▸ THE EXERCISE:
Write out every single entry exactly.

▸ EXCERPTED RECORDS:
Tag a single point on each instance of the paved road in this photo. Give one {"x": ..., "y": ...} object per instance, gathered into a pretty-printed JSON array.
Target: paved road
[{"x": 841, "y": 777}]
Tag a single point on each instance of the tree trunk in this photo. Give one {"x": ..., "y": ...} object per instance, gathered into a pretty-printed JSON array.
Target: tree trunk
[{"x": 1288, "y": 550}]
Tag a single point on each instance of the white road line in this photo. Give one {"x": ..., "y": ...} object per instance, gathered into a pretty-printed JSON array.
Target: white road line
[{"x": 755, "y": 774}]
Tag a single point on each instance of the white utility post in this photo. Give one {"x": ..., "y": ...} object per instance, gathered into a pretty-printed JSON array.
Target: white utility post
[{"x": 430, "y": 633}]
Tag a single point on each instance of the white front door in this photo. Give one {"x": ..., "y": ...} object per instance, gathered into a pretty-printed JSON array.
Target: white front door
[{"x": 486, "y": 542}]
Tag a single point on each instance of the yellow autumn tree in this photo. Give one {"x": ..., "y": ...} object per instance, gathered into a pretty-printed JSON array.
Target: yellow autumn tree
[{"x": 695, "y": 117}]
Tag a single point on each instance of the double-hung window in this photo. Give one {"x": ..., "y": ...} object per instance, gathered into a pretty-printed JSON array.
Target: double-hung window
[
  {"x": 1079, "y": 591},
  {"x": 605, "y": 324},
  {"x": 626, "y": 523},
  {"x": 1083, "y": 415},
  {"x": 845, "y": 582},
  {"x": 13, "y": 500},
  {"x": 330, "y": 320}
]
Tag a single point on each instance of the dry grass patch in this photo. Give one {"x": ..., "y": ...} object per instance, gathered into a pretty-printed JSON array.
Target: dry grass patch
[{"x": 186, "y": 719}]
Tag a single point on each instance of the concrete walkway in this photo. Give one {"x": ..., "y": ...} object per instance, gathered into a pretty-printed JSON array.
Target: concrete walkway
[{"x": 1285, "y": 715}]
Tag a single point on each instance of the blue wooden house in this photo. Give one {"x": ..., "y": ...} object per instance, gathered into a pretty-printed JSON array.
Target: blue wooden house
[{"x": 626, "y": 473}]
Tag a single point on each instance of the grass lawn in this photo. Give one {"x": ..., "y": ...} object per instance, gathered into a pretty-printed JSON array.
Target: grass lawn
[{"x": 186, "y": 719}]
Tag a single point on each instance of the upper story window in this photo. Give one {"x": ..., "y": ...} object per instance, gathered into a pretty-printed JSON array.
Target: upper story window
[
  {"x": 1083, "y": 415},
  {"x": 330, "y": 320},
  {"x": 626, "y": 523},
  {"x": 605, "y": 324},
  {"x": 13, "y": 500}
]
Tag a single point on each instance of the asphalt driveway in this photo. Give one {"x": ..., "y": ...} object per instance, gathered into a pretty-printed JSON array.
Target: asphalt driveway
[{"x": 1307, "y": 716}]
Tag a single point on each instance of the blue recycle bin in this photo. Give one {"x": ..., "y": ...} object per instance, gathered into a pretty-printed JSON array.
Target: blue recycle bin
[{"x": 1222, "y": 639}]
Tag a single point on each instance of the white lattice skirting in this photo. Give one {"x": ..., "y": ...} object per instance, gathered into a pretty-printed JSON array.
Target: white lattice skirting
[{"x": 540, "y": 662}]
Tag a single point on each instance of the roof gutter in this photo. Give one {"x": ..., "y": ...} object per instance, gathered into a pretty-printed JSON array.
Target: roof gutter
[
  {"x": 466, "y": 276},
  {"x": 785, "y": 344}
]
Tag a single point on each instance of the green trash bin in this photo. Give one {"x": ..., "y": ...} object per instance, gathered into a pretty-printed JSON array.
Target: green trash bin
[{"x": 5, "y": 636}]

▸ RESULT BELOW:
Tag a single point on each instance of the paved road in this photo. Give one {"x": ..., "y": ...} object per instance, gathered into a pretty-printed JSON array.
Target: paved road
[{"x": 841, "y": 777}]
Tag a single point on each instance of the tree trunk in this photo. Give one {"x": ..., "y": ...} object per instance, gathered into a pretty-printed JSON array.
Target: tree trunk
[{"x": 1288, "y": 550}]
Tag a single point on each instance of the white road line in this photo. Give one {"x": ..., "y": ...} object per instance, gathered into a pretty-printed JSON array.
Target: white road line
[{"x": 755, "y": 774}]
Tag a single point on each instance of the white utility post in this photo. Give one {"x": ..., "y": ...} object per instance, gathered into a pretty-printed JSON array.
Target: white utility post
[{"x": 430, "y": 633}]
Tag a single point on each instance of the white front door in this photo. Give one {"x": ..., "y": ...} object per instance, gathered into a pretty-printed JSON array.
Target: white front door
[{"x": 486, "y": 542}]
Tag a single point on each instance of the yellow autumn tree in this photo. Give one {"x": ..., "y": ...} object per instance, gathered into a pretty-printed JSON array.
Target: yellow autumn tree
[{"x": 695, "y": 117}]
Tag a single point on each instance of the double-hung window in this photo. Give one {"x": ..., "y": ...} object per instance, gathered into a pretty-printed JSON array.
Target: double-hung window
[
  {"x": 1079, "y": 591},
  {"x": 605, "y": 324},
  {"x": 626, "y": 523},
  {"x": 1083, "y": 415},
  {"x": 845, "y": 582},
  {"x": 13, "y": 500},
  {"x": 330, "y": 320}
]
Tag a single point on each instance of the dry grass patch in this photo. Give one {"x": ..., "y": ...} object per instance, gathered into a pretty-printed JSON array.
Target: dry grass patch
[{"x": 186, "y": 719}]
Tag a single point on each instance of the concrete walkway in this photo. Give one {"x": ..., "y": ...} object per instance, gathered into a pretty-printed JSON array.
Target: concrete walkway
[{"x": 1285, "y": 715}]
Tag a single point on each instance of the blue wooden house in this photo. Give one {"x": ..., "y": ...} object per instance, gathered into a pretty-printed JSON array.
Target: blue wooden house
[{"x": 626, "y": 473}]
Tag a single point on each instance of the grass lawn in this photo. Give one {"x": ..., "y": ...} object per instance, gathered into a pretty-printed JSON array.
Target: grass lawn
[{"x": 186, "y": 719}]
Tag a single point on each instance of the upper story window in this photo. Give one {"x": ..., "y": ...} object per instance, gathered into a pretty-printed JSON array.
Target: upper story window
[
  {"x": 1083, "y": 415},
  {"x": 330, "y": 320},
  {"x": 626, "y": 523},
  {"x": 605, "y": 324},
  {"x": 13, "y": 500}
]
Tag a single point on each instance of the asphalt driveway in this photo. Give one {"x": ..., "y": ...} object per instance, gathered into a pretty-printed JSON array.
Target: asphalt driveway
[{"x": 1307, "y": 716}]
Tag a single point on each instance of the blue recycle bin in this photo. Give one {"x": ..., "y": ...} object per instance, gathered into a pretty-printed JSON array.
Target: blue recycle bin
[{"x": 1222, "y": 639}]
Tag a single point on each instance of the white lattice skirting in this photo. Give one {"x": ..., "y": ...} object per instance, gathered into a pretty-printed JSON array.
Target: white lattice skirting
[{"x": 540, "y": 662}]
Tag a single point on each instance of the roof gutter in this photo. Give one {"x": ..., "y": ...} object per instance, gathered into a pretty-printed JSON array.
Target: roof gutter
[
  {"x": 466, "y": 276},
  {"x": 785, "y": 344}
]
Tag a single point on each instance of the green trash bin in this photo. Give one {"x": ..., "y": ...} object per instance, gathered into a pretty-printed JSON array.
Target: green trash bin
[{"x": 5, "y": 636}]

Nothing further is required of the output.